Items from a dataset
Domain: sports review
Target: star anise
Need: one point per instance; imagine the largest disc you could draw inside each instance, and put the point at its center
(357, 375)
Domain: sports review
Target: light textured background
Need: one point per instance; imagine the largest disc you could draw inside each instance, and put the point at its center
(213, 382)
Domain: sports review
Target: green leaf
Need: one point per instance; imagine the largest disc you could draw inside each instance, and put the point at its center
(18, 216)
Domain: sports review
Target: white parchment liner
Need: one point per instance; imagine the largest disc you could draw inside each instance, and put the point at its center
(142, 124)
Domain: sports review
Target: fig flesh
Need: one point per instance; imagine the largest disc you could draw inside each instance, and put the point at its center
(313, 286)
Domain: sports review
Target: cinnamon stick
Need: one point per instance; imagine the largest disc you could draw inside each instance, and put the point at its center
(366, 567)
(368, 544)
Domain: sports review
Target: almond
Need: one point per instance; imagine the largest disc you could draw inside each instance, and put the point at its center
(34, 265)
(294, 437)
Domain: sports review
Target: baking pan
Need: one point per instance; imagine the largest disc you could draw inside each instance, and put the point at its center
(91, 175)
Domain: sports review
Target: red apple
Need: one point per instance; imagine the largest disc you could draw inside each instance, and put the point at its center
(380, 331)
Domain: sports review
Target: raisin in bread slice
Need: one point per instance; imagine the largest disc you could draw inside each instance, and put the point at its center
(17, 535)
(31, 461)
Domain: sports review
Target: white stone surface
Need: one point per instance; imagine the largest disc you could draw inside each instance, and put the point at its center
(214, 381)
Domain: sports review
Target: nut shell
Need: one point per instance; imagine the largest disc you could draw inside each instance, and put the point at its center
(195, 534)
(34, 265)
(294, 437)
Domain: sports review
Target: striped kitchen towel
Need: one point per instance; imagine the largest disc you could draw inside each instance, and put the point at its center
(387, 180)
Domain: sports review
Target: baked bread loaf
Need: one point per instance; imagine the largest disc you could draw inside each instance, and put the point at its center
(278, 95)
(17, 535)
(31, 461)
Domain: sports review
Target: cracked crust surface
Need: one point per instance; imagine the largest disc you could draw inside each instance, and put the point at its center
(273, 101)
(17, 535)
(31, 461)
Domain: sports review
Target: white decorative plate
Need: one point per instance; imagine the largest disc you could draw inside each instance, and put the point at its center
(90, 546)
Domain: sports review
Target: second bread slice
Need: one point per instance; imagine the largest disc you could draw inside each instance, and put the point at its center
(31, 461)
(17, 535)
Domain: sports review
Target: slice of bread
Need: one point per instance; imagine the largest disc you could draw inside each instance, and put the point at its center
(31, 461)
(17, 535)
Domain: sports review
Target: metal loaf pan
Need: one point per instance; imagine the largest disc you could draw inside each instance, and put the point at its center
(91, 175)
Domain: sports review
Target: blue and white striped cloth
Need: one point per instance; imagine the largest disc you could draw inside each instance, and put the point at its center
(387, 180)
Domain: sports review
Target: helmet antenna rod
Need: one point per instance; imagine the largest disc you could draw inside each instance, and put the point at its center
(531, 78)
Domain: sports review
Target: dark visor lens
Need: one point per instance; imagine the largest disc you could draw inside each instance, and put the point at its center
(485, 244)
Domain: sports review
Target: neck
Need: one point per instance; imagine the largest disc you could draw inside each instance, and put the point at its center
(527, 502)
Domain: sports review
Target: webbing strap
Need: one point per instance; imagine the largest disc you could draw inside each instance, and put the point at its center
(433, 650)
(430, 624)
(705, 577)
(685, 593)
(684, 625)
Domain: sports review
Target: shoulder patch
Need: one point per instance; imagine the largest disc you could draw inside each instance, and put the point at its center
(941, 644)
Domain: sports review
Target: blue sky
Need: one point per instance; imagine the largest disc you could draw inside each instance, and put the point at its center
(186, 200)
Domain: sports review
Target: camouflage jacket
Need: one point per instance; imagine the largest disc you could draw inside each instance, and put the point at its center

* [BRIEF]: Gather every line of the material that contains the string "bread" and copy each one out in full.

* [RESPONSE TO THE TASK]:
Target: raisin in bread slice
Target: baked bread loaf
Target: second bread slice
Target: slice of bread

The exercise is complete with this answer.